### Task directions
Please output the whole listing below exactly as it is.

### Source information
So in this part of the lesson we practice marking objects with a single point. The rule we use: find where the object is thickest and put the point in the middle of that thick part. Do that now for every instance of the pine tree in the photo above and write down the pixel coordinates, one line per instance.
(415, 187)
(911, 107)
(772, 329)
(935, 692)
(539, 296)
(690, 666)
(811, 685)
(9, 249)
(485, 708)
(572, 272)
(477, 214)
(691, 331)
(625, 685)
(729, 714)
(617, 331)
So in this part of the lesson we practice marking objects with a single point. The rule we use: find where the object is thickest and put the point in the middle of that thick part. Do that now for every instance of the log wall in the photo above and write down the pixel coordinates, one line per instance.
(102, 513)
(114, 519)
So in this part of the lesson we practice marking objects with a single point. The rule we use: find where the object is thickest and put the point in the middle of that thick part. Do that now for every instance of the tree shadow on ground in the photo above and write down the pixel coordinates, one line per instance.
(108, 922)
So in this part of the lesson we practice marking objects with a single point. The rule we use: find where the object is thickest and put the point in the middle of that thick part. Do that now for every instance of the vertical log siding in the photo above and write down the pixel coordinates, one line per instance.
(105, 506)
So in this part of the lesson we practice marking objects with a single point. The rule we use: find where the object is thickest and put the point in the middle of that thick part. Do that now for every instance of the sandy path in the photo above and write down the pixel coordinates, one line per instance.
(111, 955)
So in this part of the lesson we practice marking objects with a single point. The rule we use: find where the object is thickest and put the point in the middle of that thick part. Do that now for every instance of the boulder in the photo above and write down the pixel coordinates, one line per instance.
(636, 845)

### Output for this task
So in this part of the lesson we practice marking objects with a single point. The rule we use: find where the object is thickest and put the point in the middle of that thick part. Do that now for every instance of the pine tree in the photo above and write down the pixel coordinates, one line per instance.
(415, 187)
(911, 107)
(772, 329)
(935, 692)
(539, 296)
(690, 666)
(811, 685)
(9, 249)
(485, 708)
(572, 272)
(477, 214)
(691, 331)
(625, 685)
(729, 714)
(617, 331)
So in this part of the lesson we practice marking objects with a single point. The rule we use: find where the object is thickest and put the point in the middle of that thick part. Do that now for every instance of the log wall in the photo above and write down the pixel coordinates, one line per instance.
(102, 513)
(114, 519)
So in this part of the lesson we practice marking objects with a single point. The rule we use: find where the object is thickest and put the point in the middle of that thick part. Do that now for every instance of the tree shadow on ground in the photo above and write down the pixel coordinates, one line per instance.
(108, 922)
So in this part of the lesson we practice marking objects with a single point. The rule we use: find where the object is thickest and put the point in the middle of that thick part. Do that now for every instance of the vertical log siding in the photo above and write down the pixel coordinates, one line per instance.
(105, 506)
So in this part of the lesson we practice marking objects with a single point. The rule we use: find where the object is thickest and put the point in the middle of that thick part. Do that now for every instance of the sandy path in the photo above and write down the pixel coordinates, one line per instance.
(111, 955)
So in this part of the lesson we practice marking objects with a single point. The rule we use: find where the object is thickest and put the point in the middle of that thick part. Do that now for every instance of the boulder in the photo above and write down the pixel coordinates, one line per instance.
(636, 845)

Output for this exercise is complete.